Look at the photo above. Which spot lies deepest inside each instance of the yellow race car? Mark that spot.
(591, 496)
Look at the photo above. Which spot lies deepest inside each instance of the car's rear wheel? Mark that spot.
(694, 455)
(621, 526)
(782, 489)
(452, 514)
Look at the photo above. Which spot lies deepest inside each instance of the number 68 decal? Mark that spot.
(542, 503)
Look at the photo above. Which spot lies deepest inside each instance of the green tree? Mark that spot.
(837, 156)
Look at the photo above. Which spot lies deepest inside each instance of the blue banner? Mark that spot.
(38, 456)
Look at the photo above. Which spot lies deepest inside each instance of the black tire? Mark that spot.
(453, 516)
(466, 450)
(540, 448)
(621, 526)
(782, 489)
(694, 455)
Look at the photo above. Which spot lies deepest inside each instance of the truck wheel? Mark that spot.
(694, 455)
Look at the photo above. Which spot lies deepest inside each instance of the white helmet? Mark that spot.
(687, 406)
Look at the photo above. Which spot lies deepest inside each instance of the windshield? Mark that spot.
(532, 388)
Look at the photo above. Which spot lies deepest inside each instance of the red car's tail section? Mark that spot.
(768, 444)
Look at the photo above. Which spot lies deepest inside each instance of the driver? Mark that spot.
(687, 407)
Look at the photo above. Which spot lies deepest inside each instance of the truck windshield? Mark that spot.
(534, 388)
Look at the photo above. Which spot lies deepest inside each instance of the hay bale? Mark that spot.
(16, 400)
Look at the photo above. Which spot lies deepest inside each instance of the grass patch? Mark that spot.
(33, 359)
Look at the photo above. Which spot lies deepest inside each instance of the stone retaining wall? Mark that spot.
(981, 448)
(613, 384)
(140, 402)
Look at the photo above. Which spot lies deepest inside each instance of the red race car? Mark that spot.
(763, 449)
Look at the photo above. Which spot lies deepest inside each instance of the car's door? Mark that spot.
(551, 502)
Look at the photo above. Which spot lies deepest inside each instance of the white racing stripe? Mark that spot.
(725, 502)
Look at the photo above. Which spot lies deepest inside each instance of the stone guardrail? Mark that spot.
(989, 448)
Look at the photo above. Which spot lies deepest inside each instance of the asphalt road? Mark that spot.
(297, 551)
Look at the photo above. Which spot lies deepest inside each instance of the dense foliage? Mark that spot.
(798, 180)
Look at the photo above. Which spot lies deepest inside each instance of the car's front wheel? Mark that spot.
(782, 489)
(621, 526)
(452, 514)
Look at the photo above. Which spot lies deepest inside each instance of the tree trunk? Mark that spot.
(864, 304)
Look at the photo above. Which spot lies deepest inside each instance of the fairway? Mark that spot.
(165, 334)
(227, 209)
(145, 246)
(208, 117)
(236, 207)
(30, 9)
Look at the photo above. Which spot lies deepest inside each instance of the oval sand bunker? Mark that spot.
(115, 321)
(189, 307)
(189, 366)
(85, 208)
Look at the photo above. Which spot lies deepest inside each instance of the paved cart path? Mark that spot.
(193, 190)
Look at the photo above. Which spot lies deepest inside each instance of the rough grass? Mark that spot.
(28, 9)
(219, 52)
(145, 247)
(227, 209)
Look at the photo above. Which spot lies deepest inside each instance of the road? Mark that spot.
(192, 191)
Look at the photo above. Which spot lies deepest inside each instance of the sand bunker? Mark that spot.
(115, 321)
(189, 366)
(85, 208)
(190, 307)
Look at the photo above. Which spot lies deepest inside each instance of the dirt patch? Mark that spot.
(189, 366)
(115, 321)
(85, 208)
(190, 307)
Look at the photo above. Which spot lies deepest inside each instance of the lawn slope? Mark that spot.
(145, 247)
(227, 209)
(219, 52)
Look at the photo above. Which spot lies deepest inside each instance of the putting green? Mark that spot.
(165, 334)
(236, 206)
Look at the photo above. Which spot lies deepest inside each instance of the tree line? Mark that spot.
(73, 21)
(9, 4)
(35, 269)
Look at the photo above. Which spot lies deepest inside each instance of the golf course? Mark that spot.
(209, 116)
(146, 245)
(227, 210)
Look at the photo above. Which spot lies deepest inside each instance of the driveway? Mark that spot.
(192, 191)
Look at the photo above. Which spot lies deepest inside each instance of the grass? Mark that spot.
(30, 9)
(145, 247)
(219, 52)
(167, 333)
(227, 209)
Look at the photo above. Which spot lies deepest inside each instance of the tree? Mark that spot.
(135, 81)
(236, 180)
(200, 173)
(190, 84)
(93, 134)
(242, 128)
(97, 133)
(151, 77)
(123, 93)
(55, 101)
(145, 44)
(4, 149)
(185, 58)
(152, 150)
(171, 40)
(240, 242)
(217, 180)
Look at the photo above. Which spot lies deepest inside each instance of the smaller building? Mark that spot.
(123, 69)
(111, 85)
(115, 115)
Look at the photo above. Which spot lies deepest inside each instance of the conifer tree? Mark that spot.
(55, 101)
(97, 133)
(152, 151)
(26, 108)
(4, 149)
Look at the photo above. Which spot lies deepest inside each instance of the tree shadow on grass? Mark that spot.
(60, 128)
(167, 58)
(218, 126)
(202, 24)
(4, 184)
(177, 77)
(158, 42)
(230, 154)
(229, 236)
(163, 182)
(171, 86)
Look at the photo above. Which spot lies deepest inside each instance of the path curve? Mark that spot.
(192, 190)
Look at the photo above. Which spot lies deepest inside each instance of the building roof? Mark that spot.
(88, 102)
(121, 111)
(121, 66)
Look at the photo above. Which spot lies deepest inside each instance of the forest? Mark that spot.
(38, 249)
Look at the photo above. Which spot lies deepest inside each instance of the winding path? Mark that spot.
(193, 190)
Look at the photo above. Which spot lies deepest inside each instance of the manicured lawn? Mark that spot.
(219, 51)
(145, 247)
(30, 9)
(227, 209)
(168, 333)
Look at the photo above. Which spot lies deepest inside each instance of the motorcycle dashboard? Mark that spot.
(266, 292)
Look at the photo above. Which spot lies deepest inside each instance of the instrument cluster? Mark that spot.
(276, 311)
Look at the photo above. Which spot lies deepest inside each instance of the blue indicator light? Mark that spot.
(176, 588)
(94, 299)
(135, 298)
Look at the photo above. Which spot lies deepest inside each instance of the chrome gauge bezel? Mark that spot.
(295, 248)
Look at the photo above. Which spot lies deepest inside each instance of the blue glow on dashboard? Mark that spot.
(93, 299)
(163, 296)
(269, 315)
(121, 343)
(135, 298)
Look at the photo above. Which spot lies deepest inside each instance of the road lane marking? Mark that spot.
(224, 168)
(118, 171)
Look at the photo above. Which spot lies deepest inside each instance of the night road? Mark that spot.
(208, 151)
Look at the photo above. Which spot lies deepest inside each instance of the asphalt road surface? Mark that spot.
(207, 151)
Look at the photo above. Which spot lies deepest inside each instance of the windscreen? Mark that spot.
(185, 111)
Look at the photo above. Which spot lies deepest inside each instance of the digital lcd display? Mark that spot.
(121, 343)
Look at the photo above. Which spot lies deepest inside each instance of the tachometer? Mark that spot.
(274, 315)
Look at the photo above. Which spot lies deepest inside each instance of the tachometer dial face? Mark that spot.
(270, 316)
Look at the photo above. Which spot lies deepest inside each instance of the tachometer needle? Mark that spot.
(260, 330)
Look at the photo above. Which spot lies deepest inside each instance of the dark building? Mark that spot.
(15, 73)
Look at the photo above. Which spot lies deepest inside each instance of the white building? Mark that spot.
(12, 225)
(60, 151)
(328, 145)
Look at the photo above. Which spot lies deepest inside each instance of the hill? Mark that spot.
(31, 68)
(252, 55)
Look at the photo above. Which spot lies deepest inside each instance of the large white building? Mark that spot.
● ● ●
What you will do: Reproduce verbatim everything from the line containing "display? Mark that spot." down to the last line of the data, including both ends.

Output of the exercise:
Look at the photo above. Which spot lies deepest inside each instance of the digital lcd display? Mark that spot.
(121, 343)
Look at the photo above. Which spot lies deepest inside each instance of the tachometer? Mark that spot.
(274, 315)
Look at the photo above. Which spot lies deepest inside each instance of the tachometer dial face? Mark that spot.
(270, 316)
Look at the photo above. Which spot lies deepest inside each instance of the tachometer needle? Mark that spot.
(260, 330)
Look at the photo above. Which spot lies deepest inside each instance of the dark building? Mark that spot.
(15, 73)
Look at the photo above. Which spot lies deepest inside each instance of the white building? Mark that spot.
(12, 225)
(60, 151)
(328, 145)
Look at the photo above. Which spot lies deepest inside each instance of the hill? Mark that spot.
(31, 68)
(252, 55)
Look at the photo above. Which spot lies deepest inside each instance of the large white building? Mark that spot.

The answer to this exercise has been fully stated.